TEXT SHOWN:
== == ==
Time magazine has posted a piece on "Cell-Phone Safety," which will appear in next week's print edition (March 15).
Also, in its March issue, Popular Science offers a detailed look at the EMF controversy. "Disconnected" runs a full ten pages, with a promo on the cover: "Killer Cell Phones: The Real Science Behind the Health Scare." The magazine's Web site pitches the story as an exploration of electromagnetic hypersensitivity (EHS): "The Man Who Was Allergic to Radio Waves." The "man" is Per Segerbäck, a former Ellemtel telecom engineer who now lives deep in the Swedish countryside.
To see, once again, how little has been learned about EMFs and health over the last generation, take a look at David Kirkpatrick's article, "Do Cellular Phones Cause Cancer?, which ran in Fortune magazine 17 years ago this week (it too was promoted on the cover). In a sidebar, "Maybe the Swedes Are Right," Kirkpatrick cited Segerbäck's case of EHS —though not his name. Years later, Kirkpatrick reported that his 1993 article "caused quite a ruckus," adding that, "Motorola was not thrilled." That was an understatement. Motorola got so ticked off, it pulled all its advertising from Fortune for a long time. The magazine lost hundreds of thousands of dollars.
== == ==
SOURCE INFORMATION:

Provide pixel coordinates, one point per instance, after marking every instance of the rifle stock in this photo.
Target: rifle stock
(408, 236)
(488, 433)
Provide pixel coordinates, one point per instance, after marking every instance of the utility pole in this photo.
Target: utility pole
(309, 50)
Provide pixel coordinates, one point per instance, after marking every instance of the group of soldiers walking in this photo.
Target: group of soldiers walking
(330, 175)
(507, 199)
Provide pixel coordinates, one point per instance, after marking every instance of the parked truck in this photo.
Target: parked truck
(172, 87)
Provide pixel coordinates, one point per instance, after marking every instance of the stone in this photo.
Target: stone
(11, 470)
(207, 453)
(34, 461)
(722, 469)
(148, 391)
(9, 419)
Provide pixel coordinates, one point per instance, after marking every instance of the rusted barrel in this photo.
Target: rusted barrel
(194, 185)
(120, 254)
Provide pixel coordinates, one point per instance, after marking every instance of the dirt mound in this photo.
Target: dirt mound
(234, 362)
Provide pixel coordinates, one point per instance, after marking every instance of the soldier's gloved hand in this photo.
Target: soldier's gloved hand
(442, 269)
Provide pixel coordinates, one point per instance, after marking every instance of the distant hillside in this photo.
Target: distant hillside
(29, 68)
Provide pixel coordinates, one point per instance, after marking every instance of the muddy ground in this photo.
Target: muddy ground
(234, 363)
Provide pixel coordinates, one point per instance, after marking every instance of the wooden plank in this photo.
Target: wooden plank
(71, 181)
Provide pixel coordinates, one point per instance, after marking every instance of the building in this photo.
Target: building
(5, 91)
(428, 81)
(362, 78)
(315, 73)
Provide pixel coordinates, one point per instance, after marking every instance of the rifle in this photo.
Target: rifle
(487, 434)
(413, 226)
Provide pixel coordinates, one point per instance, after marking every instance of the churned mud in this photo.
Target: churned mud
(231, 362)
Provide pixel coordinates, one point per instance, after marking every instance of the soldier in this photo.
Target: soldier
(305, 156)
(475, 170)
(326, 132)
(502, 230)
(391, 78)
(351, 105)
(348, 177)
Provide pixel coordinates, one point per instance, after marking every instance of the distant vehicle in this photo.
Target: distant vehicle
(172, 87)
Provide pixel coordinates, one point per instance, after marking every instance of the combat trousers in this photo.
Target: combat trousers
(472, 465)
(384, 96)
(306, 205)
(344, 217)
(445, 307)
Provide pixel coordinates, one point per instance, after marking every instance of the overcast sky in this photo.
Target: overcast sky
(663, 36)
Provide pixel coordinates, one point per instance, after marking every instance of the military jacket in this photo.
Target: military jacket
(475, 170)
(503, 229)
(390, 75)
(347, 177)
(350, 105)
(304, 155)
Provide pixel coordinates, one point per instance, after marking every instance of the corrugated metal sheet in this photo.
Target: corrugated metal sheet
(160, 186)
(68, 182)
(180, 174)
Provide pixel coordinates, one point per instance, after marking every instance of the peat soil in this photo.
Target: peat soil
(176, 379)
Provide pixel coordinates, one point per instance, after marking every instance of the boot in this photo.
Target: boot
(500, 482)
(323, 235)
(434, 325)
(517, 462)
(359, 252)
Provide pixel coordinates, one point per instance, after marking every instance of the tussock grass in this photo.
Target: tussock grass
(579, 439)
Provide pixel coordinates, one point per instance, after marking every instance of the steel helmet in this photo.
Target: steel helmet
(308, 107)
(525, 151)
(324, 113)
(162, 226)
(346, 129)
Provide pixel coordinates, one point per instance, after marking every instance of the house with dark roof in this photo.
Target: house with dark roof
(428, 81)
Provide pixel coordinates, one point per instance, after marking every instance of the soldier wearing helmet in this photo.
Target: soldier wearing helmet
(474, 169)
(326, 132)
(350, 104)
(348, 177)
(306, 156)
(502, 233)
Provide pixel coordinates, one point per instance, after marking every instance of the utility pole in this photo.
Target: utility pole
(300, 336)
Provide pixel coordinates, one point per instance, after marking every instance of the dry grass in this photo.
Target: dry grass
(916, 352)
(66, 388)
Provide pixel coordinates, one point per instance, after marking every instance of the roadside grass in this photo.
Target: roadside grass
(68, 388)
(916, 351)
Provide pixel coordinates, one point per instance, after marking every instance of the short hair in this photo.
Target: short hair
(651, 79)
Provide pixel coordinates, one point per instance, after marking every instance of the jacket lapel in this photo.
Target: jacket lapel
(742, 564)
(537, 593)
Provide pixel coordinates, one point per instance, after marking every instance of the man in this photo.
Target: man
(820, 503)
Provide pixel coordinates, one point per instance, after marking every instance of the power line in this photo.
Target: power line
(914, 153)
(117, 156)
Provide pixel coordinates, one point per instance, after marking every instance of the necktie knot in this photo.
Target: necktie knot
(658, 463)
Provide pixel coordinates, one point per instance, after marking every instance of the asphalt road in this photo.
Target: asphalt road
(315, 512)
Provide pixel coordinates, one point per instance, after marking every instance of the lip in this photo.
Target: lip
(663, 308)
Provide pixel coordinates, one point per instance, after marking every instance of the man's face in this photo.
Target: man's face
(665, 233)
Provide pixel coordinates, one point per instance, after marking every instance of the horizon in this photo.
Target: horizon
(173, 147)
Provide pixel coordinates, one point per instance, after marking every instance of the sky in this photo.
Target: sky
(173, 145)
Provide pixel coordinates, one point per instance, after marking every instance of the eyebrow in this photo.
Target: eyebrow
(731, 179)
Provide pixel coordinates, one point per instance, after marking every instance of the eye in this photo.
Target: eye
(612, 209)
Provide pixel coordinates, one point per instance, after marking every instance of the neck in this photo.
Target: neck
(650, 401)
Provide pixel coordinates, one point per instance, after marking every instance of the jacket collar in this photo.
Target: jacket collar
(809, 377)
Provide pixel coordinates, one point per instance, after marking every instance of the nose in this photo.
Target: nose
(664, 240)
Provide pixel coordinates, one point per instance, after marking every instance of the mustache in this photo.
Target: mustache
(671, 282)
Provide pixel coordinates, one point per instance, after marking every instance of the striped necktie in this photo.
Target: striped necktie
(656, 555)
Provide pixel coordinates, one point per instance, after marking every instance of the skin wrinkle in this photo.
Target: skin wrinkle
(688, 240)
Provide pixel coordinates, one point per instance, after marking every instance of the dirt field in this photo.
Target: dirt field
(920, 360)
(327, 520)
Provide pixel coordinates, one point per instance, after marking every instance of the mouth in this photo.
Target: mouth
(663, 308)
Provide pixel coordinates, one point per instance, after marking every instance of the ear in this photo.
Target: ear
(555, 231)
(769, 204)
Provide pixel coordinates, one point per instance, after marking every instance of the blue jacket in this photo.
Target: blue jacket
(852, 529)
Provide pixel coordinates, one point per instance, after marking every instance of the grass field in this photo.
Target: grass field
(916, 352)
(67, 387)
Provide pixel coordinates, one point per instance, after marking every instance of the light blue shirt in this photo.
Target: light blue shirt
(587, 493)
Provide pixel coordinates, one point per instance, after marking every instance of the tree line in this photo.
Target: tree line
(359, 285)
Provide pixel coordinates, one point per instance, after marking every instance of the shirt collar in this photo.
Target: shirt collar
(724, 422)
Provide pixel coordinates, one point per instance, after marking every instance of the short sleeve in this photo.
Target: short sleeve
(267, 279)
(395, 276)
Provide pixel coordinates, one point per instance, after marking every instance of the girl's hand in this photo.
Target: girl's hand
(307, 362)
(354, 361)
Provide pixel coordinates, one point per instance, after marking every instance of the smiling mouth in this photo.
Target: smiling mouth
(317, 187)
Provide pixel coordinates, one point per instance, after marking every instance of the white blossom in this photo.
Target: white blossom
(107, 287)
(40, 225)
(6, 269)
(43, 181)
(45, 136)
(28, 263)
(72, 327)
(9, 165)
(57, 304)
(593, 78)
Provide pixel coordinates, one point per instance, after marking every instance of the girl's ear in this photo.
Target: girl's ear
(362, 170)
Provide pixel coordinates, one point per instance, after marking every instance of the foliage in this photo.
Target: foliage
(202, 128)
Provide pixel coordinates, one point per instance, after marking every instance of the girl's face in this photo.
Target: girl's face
== == ==
TASKS:
(1) According to the text on cell-phone health coverage, how did Motorola respond to Kirkpatrick's 1993 article?
(2) Please repeat the passage of the text on cell-phone health coverage from "Time magazine has" to "the Swedish countryside.".
The listing is separate material, unrelated to the text on cell-phone health coverage.

ANSWERS TO EACH TASK:
(1) It pulled all its advertising from Fortune for a long time.

(2)
Time magazine has posted a piece on "Cell-Phone Safety," which will appear in next week's print edition (March 15).
Also, in its March issue, Popular Science offers a detailed look at the EMF controversy. "Disconnected" runs a full ten pages, with a promo on the cover: "Killer Cell Phones: The Real Science Behind the Health Scare." The magazine's Web site pitches the story as an exploration of electromagnetic hypersensitivity (EHS): "The Man Who Was Allergic to Radio Waves." The "man" is Per Segerbäck, a former Ellemtel telecom engineer who now lives deep in the Swedish countryside.